• **Written problem**
Output every record word for word.

• **Records shown**
* START *
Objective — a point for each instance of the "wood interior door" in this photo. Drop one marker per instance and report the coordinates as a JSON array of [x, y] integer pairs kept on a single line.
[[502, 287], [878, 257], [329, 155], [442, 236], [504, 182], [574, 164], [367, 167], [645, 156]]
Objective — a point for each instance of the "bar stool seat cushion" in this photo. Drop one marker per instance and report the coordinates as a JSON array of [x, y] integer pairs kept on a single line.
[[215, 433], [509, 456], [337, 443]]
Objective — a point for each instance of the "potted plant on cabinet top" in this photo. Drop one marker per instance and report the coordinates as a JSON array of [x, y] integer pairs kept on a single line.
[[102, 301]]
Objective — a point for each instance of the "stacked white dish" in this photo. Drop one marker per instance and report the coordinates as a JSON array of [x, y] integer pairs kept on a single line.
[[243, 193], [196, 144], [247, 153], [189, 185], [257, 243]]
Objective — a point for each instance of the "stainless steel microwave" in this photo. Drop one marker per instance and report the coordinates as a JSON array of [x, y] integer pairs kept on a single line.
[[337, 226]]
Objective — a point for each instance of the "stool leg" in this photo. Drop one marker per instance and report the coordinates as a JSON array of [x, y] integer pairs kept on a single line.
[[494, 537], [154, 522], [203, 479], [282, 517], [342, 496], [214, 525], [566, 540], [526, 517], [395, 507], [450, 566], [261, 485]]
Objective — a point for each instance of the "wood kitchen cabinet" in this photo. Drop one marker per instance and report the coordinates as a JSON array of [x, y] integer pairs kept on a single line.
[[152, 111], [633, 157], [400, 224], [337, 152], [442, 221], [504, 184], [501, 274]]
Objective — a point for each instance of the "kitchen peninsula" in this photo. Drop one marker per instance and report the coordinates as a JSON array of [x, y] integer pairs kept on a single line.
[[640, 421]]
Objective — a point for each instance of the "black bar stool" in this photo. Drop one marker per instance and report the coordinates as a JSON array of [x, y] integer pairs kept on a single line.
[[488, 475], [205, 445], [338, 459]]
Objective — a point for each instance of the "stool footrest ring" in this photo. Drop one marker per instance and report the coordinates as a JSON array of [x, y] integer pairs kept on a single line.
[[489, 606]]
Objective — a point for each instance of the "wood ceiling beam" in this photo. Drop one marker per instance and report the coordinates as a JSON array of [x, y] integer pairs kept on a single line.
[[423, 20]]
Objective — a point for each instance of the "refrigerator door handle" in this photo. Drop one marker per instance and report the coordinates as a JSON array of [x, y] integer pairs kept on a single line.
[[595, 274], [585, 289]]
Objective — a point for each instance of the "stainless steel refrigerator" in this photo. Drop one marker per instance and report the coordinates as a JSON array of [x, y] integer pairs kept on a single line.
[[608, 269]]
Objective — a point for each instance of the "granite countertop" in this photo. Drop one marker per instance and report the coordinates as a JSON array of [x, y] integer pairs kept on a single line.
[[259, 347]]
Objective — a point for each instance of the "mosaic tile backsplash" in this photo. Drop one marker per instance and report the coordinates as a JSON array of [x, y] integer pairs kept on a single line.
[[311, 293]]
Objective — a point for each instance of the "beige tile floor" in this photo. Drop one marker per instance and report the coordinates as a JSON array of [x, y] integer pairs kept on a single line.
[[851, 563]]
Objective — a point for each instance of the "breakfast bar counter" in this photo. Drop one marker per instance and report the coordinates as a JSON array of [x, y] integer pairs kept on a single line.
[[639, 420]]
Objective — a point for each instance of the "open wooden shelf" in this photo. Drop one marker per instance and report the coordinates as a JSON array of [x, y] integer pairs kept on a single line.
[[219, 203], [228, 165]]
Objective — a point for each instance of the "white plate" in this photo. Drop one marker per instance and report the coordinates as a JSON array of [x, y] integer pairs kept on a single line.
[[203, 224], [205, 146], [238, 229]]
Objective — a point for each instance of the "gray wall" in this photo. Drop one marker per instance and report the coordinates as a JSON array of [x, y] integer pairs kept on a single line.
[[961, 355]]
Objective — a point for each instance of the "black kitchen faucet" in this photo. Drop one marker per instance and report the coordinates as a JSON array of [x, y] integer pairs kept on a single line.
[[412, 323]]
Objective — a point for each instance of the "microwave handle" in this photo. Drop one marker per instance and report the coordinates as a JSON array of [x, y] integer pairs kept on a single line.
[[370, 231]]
* END *
• **Correct output**
Objective — a point for each instance of the "wood interior door" in this photo. Drop one marker per instance and report the coordinates as a JSON array of [x, y] integer pairs kept on a single line.
[[502, 287], [878, 257], [329, 155], [442, 236], [504, 182], [574, 164], [367, 167], [645, 156]]
Objective — a point for each instance of the "bar stool seat cushion" in this photo. Drop one marker per instance and report the coordinates as a JSON array of [x, y] integer pairs kept on a single line.
[[215, 433], [509, 456], [337, 443]]
Objective — a point for each instance of the "potted plant on cabinet top" in this photo. Drop one marker per instance and report the coordinates as a JSON array of [x, y] integer pairs kept on a single line.
[[102, 301]]
Objective — a point for each instance of the "stacked white dish" in this photo. Drop one marker per instance and report the coordinates as a JSON array of [x, y] integer pairs kept on a single line.
[[243, 193], [196, 144], [247, 153], [189, 185], [257, 243]]
Objective — a point for each instance of the "stainless steel microwave" in this photo. Drop one marker per instance and report the coordinates as a JSON array of [x, y] integer pairs kept on a single line.
[[337, 226]]
Objective — a point for each instance of the "stool leg" in this photo. Drop one marker per instance and report the coordinates as a JSON array of [x, y] integer pairs kept on a single line.
[[494, 537], [154, 522], [203, 479], [282, 517], [342, 496], [214, 525], [566, 540], [526, 517], [395, 507], [450, 566], [261, 485]]
Objective — a point for each instance of the "wood kitchen cabinet" in this photo. Drop one marker per instance and report the coordinates as a JSON array of [x, y] integer pairs kept on a single line.
[[152, 111], [633, 157], [400, 224], [337, 152], [442, 221], [504, 184], [501, 274]]
Objective — a point for each instance of the "kitchen peninsula" in this photo. Drop one marker per instance and report the coordinates as a JSON array of [x, y] integer pairs kept on a single line.
[[640, 421]]
Objective — a point for each instance of the "black bar stool" in this photo. Drop one marker per instance and report the coordinates as a JSON array of [x, y] integer pairs kept on a single line.
[[488, 475], [205, 445], [338, 459]]
Objective — a point for each instance of the "stool footrest ring" in this photo. Drop one marker per instance and report the coordinates as a JSON array of [x, y] integer pairs kept on a single line.
[[489, 606]]
Objective — a point for each instance of the "wood ceiling beam" in this photo. Drop one marker per instance and report the coordinates as a JSON array of [x, y] integer pairs kept on a single line.
[[423, 20]]
Objective — a point for each instance of the "refrigerator door handle" in this photo. Drop one marker per instance and report the coordinates as a JSON array of [x, y] integer pairs kept on a single line.
[[595, 274], [585, 289]]
Objective — a point for each instance of the "stainless steel refrigerator" in this photo. Drop one marker per instance and report the coordinates as a JSON array of [x, y] integer pairs kept on a single line.
[[608, 269]]
Objective — a point for each instance of the "granite countertop" in this photo. Drop one marker per instance and report the coordinates as a JSON array of [x, y] integer pairs kept on a single line.
[[259, 347]]
Objective — a point for each instance of the "mosaic tile backsplash" in this photo. Drop one marker per instance and report the coordinates as a JSON array of [x, y] integer pairs kept on a single line.
[[311, 293]]
Objective — a point for each instance of the "beige tile floor" in this photo. Drop one marker per instance and report the coordinates as a JSON array of [x, y] integer pairs kept on a single line.
[[851, 563]]
Objective — a point for each instance of the "breakfast bar counter" in this photo. Drop one marker per instance and report the coordinates as a JSON array of [x, y] integer pairs kept on a single line.
[[639, 420]]
Objective — a point for each instance of the "open wooden shelf" in this photo. Drop one marker per instance and report the coordinates as a JSON array of [x, y] integer pairs kept on a single line.
[[219, 203], [228, 165]]
Objective — a point for each instance of the "white plate" in this photo. Drop one marker per instance and report the coordinates as a JSON array of [x, y] integer pairs kept on a single line.
[[203, 224], [205, 146], [238, 229]]
Objective — a point for each instance of the "gray wall" in this photo. Drop one marker per instance and report the coordinates as a JSON array of [x, y] integer pairs kept on a single line.
[[961, 355]]
Objective — a point for each instance of the "black kitchen faucet" in this photo. Drop one marker per instance and report the coordinates as a JSON array of [x, y] integer pairs kept on a single line.
[[412, 323]]
Objective — a point for each instance of the "microwave handle" in this photo. Drop one marker per instance and report the coordinates as a JSON array of [x, y] integer pairs kept on a single line.
[[370, 231]]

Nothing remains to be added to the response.